# Direction
Edit the rows below so that "bare tree" becomes "leafless tree", and give them again with nothing else altered.

# Information shown
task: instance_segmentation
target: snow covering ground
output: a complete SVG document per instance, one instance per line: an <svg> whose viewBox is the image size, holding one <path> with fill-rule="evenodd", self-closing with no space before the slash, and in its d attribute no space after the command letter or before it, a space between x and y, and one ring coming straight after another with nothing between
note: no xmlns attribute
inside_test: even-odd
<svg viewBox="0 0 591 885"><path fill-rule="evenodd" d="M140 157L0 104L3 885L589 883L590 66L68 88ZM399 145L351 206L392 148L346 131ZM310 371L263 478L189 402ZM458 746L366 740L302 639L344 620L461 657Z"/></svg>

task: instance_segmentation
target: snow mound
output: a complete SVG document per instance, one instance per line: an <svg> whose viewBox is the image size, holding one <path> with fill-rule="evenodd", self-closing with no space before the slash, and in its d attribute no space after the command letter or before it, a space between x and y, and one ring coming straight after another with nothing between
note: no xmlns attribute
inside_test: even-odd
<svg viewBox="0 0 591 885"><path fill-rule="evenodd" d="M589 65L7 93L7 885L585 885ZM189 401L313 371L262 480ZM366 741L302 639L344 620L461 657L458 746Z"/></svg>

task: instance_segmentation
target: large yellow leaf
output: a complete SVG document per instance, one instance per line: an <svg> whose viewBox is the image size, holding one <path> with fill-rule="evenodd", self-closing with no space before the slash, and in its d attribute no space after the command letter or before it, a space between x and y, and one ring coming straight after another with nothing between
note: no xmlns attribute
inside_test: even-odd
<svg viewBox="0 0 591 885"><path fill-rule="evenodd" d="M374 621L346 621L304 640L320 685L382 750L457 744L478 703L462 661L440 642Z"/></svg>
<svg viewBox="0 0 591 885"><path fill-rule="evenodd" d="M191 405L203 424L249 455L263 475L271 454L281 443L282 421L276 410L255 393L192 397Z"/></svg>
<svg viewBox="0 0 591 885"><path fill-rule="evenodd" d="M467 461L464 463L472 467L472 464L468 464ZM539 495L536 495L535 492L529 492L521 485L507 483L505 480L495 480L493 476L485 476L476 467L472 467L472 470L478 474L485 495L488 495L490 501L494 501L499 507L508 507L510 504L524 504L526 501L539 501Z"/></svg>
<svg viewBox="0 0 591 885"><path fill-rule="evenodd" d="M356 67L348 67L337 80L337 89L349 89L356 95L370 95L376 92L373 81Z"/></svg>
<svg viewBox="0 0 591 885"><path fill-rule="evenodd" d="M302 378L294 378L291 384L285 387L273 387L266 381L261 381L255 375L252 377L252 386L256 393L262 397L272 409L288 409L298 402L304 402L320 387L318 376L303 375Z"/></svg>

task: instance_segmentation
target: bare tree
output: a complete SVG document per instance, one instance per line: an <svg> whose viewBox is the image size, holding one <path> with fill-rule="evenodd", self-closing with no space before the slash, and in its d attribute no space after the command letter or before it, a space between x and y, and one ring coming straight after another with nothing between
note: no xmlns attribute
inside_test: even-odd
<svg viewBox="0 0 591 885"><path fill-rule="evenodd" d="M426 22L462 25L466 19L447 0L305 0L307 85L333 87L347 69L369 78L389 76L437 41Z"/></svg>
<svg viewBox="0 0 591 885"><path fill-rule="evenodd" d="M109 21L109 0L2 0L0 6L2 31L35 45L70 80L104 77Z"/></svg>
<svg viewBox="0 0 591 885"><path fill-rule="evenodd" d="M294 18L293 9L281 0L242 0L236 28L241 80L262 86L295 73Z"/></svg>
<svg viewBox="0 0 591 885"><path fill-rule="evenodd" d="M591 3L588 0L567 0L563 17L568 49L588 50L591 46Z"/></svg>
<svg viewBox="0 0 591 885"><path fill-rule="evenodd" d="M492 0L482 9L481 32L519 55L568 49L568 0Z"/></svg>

# The solution
task: instance_segmentation
target: snow covering ground
output: a complete SVG document per instance, one instance per line: an <svg> whose viewBox is the image size, holding one <path> with fill-rule="evenodd", self-closing with no space before the slash, and in its d attribute no space after the command letter or before it, a space between x and y, and one ring coming straight after another with nothing between
note: no xmlns attribute
inside_test: even-odd
<svg viewBox="0 0 591 885"><path fill-rule="evenodd" d="M140 157L0 104L3 885L589 883L590 66L68 88ZM399 145L351 206L392 148L346 131ZM310 371L263 478L189 402ZM458 746L366 740L302 639L344 620L461 657Z"/></svg>

task: instance_segmentation
target: snow mound
output: a complete SVG document per instance, one instance per line: an <svg> whose viewBox is the image size, holding one <path> with fill-rule="evenodd", self-closing with no space before the slash, and in its d attribute no space after the command letter or before it, a space between x and y, and one ring coming straight after another with nothing between
note: no xmlns attribute
inside_test: even-odd
<svg viewBox="0 0 591 885"><path fill-rule="evenodd" d="M589 65L7 93L7 885L585 885ZM189 401L313 371L262 480ZM366 741L302 639L344 620L461 657L458 746Z"/></svg>

task: instance_segmentation
target: large yellow leaf
output: a complete SVG document per instance, one instance per line: an <svg> whose viewBox is the image size, holding one <path> with fill-rule="evenodd", self-closing with no space before the slash, and in its d attribute no space after the command letter or before it, a space between x and y, and one ring coming straight after another with nothing between
note: no xmlns attribute
inside_test: even-odd
<svg viewBox="0 0 591 885"><path fill-rule="evenodd" d="M374 621L346 621L304 640L320 685L382 750L457 744L478 703L462 661L440 642Z"/></svg>
<svg viewBox="0 0 591 885"><path fill-rule="evenodd" d="M191 405L203 424L249 455L263 475L271 454L281 443L282 421L276 410L255 393L192 397Z"/></svg>
<svg viewBox="0 0 591 885"><path fill-rule="evenodd" d="M467 461L464 463L472 467L472 464L468 464ZM539 495L536 495L535 492L529 492L521 485L507 483L505 480L495 480L493 476L485 476L476 467L472 467L472 470L478 474L485 495L488 495L490 501L494 501L499 507L508 507L510 504L524 504L526 501L539 501Z"/></svg>
<svg viewBox="0 0 591 885"><path fill-rule="evenodd" d="M356 67L348 67L337 80L337 89L349 89L356 95L370 95L376 92L373 81Z"/></svg>
<svg viewBox="0 0 591 885"><path fill-rule="evenodd" d="M302 378L294 378L291 384L285 387L273 387L266 381L261 381L255 375L252 377L252 386L256 393L262 397L272 409L288 409L298 402L304 402L320 387L318 376L303 375Z"/></svg>

task: instance_segmentation
target: leafless tree
output: a complete SVG document per instance, one instance per line: an <svg> whose viewBox is the image size, holding one <path> with fill-rule="evenodd", self-closing with no space before the slash, and in its d attribute no space after the command letter or before it, a space between x and y, and one ring coming straight after another with nothing between
note: no xmlns attribute
inside_test: even-odd
<svg viewBox="0 0 591 885"><path fill-rule="evenodd" d="M426 22L462 25L466 19L447 0L305 0L307 85L333 87L347 69L369 78L389 76L437 41Z"/></svg>
<svg viewBox="0 0 591 885"><path fill-rule="evenodd" d="M109 21L109 0L2 0L0 6L2 31L35 45L70 80L104 77Z"/></svg>
<svg viewBox="0 0 591 885"><path fill-rule="evenodd" d="M294 18L293 9L281 0L242 0L236 28L241 80L262 86L295 73Z"/></svg>
<svg viewBox="0 0 591 885"><path fill-rule="evenodd" d="M591 3L588 0L567 0L563 17L568 49L588 50L591 46Z"/></svg>
<svg viewBox="0 0 591 885"><path fill-rule="evenodd" d="M492 0L482 9L481 32L519 55L568 49L568 0Z"/></svg>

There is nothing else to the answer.